Direction A
Decide whether each statement below agrees with the passage on business continuity and disaster recovery that follows. Answer yes or no for each and quote the words of the passage that decide it. (i) Disaster Recovery is mainly concerned with the operations side. (ii) RLO is presented as the base metric. (iii) The cost of backup or replication can be higher than the cost of business lost to poor BC/DR planning.

** BEGIN Page extract **

Gartner’s determination that business downtime can cost companies over $5600 USD per minute means potential losses of up to $340,000 per hour (or more), so preplanning is critical. MinIO’s approach is that your business should be running 24x7, and the focus of any good BC/DR strategy should be minimizing downtime, no matter the source of disruption, and minimal data loss, no matter the nature of the crisis. Read on to discover why.

Data as the primary business asset

Your business runs on data. It is the primary asset; the thing you leverage to be a business at all, so protecting it, and taking the time to think through its resilience, is foundational to your bottom line. Thinking through data protection involves considering continuity and recovery as different aspects of the same planning.

Business Continuity (BC) deals with the operations side. It involves designing and creating policies and procedures that ensure that essential business functions and processes are available during and after a disaster.
Disaster Recovery (DR) is primarily focused on the IT side. It defines how an organization’s IT assets will recover from a disaster, whether natural or artificial. The processes within this phase can include server and network restoration, copying backup data, and provisioning backup systems.

The cost of downtime is your credibility

When discussing disasters and recovery from them, it’s often a hard sell, just based on numbers. That’s unfortunate, because the first casualty of downtime is your credibility as a corporation. It’s important to be clear on the idea that cost of backup/replication will never be higher than the costs of business lost due to poor BC/DR planning.

As mentioned above, MinIO’s approach is to minimize downtime. It starts with erasure coding to protect data against any kind of loss or corruption. Then, a focus on replication creates a stronger BC/DR position than simple backup — your downtime is however long it takes for you to point your load balancer at the replicated data. This software-based approach means that your Recovery Time Objective (RTO) can be reduced to the smallest possible time increment, rather than the entire arc of restoration and then validation, assuming it all comes back up right on the first try.

RTO vs RPO: A disaster recovery plan is not enough

Figuring out your business’s specific disaster response goal, and acceptable recovery, is an exercise that should be gone through regularly with an array of stakeholders, just like security risk tolerance, because it’s an aspect of that practice. Every business is different in its tolerances not only for downtime, but for cost. That’s why RLO — Recovery Level Objective — is your base metric, augmented by an understanding of Recovery Time Objective (RTO) and Recovery Point Objective (RPO).

Recovery Point Objective (RPO) speaks to data integrity; it’s the degree to which the data you recover is correct and operating correctly. This is often a function of how frequently you run backups, versus how much your data changes within those time increments.
Recovery Time Objective (RTO) speaks to data recovery; it’s the amount of time between when you go down, and when you get back up again. Or to state it a little less like Chumbawamba, RTO is the assessment of how long it will take to retrieve and reinstate your data after an event.

Different businesses have different tolerances in both dimensions. For example, a Slack outage disturbs businesses all over the world, and there is only slight tolerance for any downtime whatsoever, but a small business website going down probably has a longer tolerance for outage.

In thinking about how your choice of storage impacts these metrics, you want to think about things like

how much data is lost if you go down in between snapshots, and is that loss acceptable? If no data loss is acceptable, then replication is absolutely the correct choice for your situation.

** END Page extract **
** BEGIN Entries supplied **

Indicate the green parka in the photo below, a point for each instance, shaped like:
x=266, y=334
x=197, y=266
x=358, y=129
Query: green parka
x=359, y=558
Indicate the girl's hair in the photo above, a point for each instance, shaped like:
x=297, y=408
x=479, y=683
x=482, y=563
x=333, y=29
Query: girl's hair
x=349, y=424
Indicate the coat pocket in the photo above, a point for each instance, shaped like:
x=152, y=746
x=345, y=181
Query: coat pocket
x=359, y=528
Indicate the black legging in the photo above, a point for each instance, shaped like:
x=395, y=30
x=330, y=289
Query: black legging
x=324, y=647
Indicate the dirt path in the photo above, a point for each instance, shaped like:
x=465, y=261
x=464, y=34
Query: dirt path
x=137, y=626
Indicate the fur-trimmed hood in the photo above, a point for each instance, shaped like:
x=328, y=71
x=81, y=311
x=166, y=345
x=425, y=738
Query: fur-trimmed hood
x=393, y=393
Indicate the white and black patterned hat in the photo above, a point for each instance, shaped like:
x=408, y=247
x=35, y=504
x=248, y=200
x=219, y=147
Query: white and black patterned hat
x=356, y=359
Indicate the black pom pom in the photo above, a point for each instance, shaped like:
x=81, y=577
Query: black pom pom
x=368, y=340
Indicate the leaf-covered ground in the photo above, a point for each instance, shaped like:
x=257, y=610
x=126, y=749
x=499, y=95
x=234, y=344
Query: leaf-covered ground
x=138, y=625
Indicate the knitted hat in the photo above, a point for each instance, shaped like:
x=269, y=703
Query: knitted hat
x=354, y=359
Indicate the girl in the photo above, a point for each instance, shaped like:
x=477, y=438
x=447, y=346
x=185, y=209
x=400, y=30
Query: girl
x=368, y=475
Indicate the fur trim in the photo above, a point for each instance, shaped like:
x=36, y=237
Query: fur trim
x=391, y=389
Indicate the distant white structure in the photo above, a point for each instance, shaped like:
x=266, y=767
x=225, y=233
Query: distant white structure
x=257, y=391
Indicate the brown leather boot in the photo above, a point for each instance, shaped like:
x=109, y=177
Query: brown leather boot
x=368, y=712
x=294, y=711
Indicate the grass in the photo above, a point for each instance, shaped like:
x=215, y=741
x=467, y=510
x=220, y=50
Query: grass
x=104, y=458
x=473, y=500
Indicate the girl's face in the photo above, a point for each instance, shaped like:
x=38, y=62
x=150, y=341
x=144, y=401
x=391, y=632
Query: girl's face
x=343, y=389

** END Entries supplied **

Direction B
Convert part of the listing above into a JSON list of strings with one string per line, leaving out any blank lines. Cover everything from the line containing "Indicate the girl's hair" down to the line containing "x=359, y=528", including both of those lines.

Correct result A
(i) No: "Disaster Recovery (DR) is primarily focused on the IT side."
(ii) Yes: "That’s why RLO — Recovery Level Objective — is your base metric"
(iii) No: "cost of backup/replication will never be higher than the costs of business lost due to poor BC/DR planning"

Correct result B
[
  "Indicate the girl's hair in the photo above, a point for each instance, shaped like:",
  "x=297, y=408",
  "x=479, y=683",
  "x=482, y=563",
  "x=333, y=29",
  "Query: girl's hair",
  "x=349, y=424",
  "Indicate the coat pocket in the photo above, a point for each instance, shaped like:",
  "x=152, y=746",
  "x=345, y=181",
  "Query: coat pocket",
  "x=359, y=528"
]